● **Stored rows**:
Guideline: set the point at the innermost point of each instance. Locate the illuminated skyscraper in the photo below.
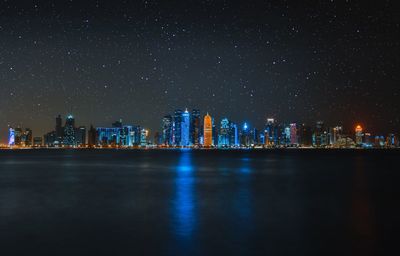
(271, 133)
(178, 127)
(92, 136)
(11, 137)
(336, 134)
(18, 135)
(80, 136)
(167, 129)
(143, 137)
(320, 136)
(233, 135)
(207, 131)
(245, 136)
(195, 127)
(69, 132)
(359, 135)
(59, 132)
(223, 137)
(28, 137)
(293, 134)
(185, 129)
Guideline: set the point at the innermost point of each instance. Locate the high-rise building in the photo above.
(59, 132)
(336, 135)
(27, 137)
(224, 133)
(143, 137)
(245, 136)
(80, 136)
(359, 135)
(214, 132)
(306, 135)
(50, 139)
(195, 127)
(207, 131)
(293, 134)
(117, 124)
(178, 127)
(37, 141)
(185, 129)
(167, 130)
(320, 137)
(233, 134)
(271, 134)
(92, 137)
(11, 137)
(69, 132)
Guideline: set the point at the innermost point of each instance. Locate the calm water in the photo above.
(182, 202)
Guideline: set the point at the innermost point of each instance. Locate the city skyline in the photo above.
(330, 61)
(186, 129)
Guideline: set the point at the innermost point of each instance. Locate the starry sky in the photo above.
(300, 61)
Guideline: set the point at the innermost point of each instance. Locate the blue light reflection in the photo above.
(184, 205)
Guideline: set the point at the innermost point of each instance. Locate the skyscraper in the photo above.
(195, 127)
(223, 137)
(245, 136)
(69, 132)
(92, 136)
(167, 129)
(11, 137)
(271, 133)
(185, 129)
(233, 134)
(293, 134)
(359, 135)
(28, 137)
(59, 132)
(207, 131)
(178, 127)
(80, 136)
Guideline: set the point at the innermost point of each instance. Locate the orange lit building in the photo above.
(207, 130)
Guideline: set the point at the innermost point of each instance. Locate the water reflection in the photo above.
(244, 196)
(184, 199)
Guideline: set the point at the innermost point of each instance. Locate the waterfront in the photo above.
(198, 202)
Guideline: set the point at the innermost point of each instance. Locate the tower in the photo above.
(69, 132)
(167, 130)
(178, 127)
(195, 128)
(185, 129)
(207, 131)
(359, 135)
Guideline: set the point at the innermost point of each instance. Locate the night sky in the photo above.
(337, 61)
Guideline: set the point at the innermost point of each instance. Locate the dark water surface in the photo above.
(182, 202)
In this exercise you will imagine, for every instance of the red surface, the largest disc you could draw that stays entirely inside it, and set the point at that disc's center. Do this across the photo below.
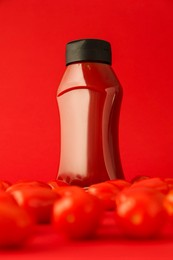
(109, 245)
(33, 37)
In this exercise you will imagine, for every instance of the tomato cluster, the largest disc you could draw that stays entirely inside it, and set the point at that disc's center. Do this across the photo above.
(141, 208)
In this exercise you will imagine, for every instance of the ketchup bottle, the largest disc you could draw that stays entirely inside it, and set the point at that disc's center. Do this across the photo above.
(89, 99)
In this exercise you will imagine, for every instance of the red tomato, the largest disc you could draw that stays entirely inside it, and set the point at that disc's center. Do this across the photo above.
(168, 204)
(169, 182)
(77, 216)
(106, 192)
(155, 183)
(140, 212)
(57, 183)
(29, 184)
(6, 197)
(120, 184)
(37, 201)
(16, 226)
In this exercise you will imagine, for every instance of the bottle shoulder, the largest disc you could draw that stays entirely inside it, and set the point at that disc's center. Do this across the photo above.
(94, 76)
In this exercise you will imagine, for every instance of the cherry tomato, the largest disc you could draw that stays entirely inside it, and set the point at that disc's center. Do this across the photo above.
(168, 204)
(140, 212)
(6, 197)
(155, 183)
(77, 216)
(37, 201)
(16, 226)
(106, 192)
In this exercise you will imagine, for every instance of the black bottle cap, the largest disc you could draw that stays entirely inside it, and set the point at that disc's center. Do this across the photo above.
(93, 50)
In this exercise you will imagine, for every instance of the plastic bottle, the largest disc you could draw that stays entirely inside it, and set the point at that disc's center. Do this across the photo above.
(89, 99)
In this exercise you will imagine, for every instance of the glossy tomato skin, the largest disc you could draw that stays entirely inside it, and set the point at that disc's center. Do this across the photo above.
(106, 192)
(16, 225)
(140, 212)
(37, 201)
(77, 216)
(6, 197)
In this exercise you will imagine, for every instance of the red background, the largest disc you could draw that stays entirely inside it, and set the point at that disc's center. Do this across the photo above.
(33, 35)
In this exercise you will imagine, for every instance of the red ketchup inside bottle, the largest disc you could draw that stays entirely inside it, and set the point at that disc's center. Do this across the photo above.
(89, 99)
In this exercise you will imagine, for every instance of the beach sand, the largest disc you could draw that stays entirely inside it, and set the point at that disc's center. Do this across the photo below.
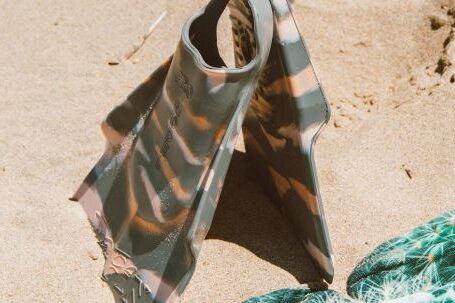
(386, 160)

● **Exercise**: Lay out the lines above as a JSON list of strings, one string per line, omitting blank lines and leaving out the pictures.

● **Correct output**:
[
  "Guideline: set the point at the innermost point of each instance. Locate the illuminated skyscraper in the photo below.",
  "(271, 133)",
  "(178, 127)",
  "(92, 136)",
  "(11, 137)",
  "(336, 134)",
  "(18, 135)",
  "(80, 136)",
  "(167, 129)",
  "(143, 137)",
  "(320, 136)",
  "(233, 135)",
  "(207, 131)",
  "(245, 136)",
  "(195, 127)",
  "(69, 132)",
  "(359, 135)",
  "(59, 132)",
  "(223, 137)",
  "(28, 137)",
  "(293, 134)",
  "(185, 129)",
  "Guideline: set the point at the innermost point of each instance. Locate the high-rise building in the photo above.",
  "(59, 132)",
  "(336, 135)",
  "(27, 137)",
  "(224, 133)",
  "(143, 137)",
  "(245, 136)",
  "(80, 136)",
  "(359, 135)",
  "(214, 132)",
  "(306, 135)",
  "(50, 139)",
  "(195, 127)",
  "(207, 131)",
  "(293, 134)",
  "(117, 124)",
  "(178, 127)",
  "(37, 141)",
  "(185, 129)",
  "(167, 130)",
  "(320, 137)",
  "(233, 134)",
  "(271, 134)",
  "(92, 137)",
  "(11, 137)",
  "(69, 132)",
  "Guideline: set the point at the innermost point of each instance. Locate the calm water in the photo above.",
  "(182, 202)",
  "Guideline: set the point at the innermost point of each instance. Locate the city skyline in the photo above.",
  "(330, 61)",
  "(186, 129)",
  "Guideline: set the point at the innermost point of each instance. Locate the starry sky in the photo above.",
  "(300, 61)",
  "Guideline: set the point at the innermost point of each instance. Locate the blue light reflection in the photo above.",
  "(184, 205)",
  "Guideline: set the point at the innermost point of each instance. Locate the skyscraper in the photo above.",
  "(195, 127)",
  "(223, 137)",
  "(245, 136)",
  "(69, 132)",
  "(92, 136)",
  "(167, 129)",
  "(11, 137)",
  "(271, 133)",
  "(185, 129)",
  "(233, 134)",
  "(293, 134)",
  "(359, 135)",
  "(28, 137)",
  "(59, 132)",
  "(207, 131)",
  "(178, 127)",
  "(80, 136)",
  "Guideline: set the point at the innermost point of each instance. Locate the orange lit building in the photo above.",
  "(207, 130)",
  "Guideline: set the point at the innermost point of each instance. Locate the water reflection in the photo above.",
  "(244, 196)",
  "(184, 199)",
  "Guideline: set the point at the innermost point of each instance. Locate the waterfront in the photo above.",
  "(198, 202)",
  "Guideline: set the point at the innermost point of each instance. Locate the tower in the photo above.",
  "(69, 132)",
  "(167, 130)",
  "(178, 127)",
  "(195, 128)",
  "(185, 129)",
  "(207, 131)",
  "(359, 135)",
  "Guideline: set the point at the innermost point of each instance. Locate the night sky in the photo above.",
  "(337, 61)",
  "Guideline: set the point at the innermost point of each instance. Locate the dark water surface in the photo above.",
  "(182, 202)",
  "In this exercise you will imagine, for every instance of the red surface, the largest disc you could draw that stays entirely inside it, and set the point at that disc's center. Do this across the photo below.",
  "(109, 245)",
  "(33, 37)",
  "In this exercise you will imagine, for every instance of the tomato cluster, the largest disc you could draw that stays entirely inside it, and set the point at that disc's center. Do this across the photo above.",
  "(141, 208)",
  "In this exercise you will imagine, for every instance of the ketchup bottle, the largest disc you could draw that stays entirely inside it, and set the point at that disc's center. Do this across the photo above.",
  "(89, 99)",
  "In this exercise you will imagine, for every instance of the red tomato, the largest disc you could draw that stays entirely inside it, and set the point at that disc's center. Do this across the photo above.",
  "(168, 204)",
  "(169, 182)",
  "(77, 216)",
  "(106, 192)",
  "(155, 183)",
  "(140, 212)",
  "(57, 183)",
  "(29, 184)",
  "(6, 197)",
  "(120, 184)",
  "(37, 201)",
  "(16, 226)",
  "In this exercise you will imagine, for every instance of the bottle shoulder, the largest disc you could draw that stays entirely inside it, and set the point at that disc's center. Do this across the photo above.",
  "(94, 76)",
  "In this exercise you will imagine, for every instance of the cherry tomato, the largest disc you could draw that stays entirely inside it, and set the point at that disc's center. Do this across the photo above.",
  "(168, 204)",
  "(140, 212)",
  "(6, 197)",
  "(155, 183)",
  "(77, 216)",
  "(37, 201)",
  "(16, 226)",
  "(106, 192)",
  "In this exercise you will imagine, for every instance of the black bottle cap, the largest disc you could draw that stays entirely inside it, and set the point at that disc's center. Do this across the photo above.",
  "(93, 50)",
  "In this exercise you will imagine, for every instance of the plastic bottle, the largest disc you could draw that stays entirely inside it, and set the point at that disc's center. Do this across the photo above.",
  "(89, 99)",
  "In this exercise you will imagine, for every instance of the glossy tomato skin, the largest disc you could draw that stays entirely inside it, and set the point at that disc's center. Do this across the photo above.",
  "(106, 192)",
  "(16, 225)",
  "(140, 212)",
  "(37, 201)",
  "(77, 216)",
  "(6, 197)",
  "In this exercise you will imagine, for every instance of the red background, the largest disc you could draw that stays entirely inside it, and set the point at that disc's center. Do this across the photo above.",
  "(33, 35)",
  "In this exercise you will imagine, for every instance of the red ketchup inside bottle, the largest disc you could draw that stays entirely inside it, and set the point at that disc's center. Do this across the photo above.",
  "(89, 99)",
  "In this exercise you will imagine, for every instance of the beach sand, the largest disc you could draw that stays entirely inside it, and set the point at that disc's center. Do this across the photo below.",
  "(386, 160)"
]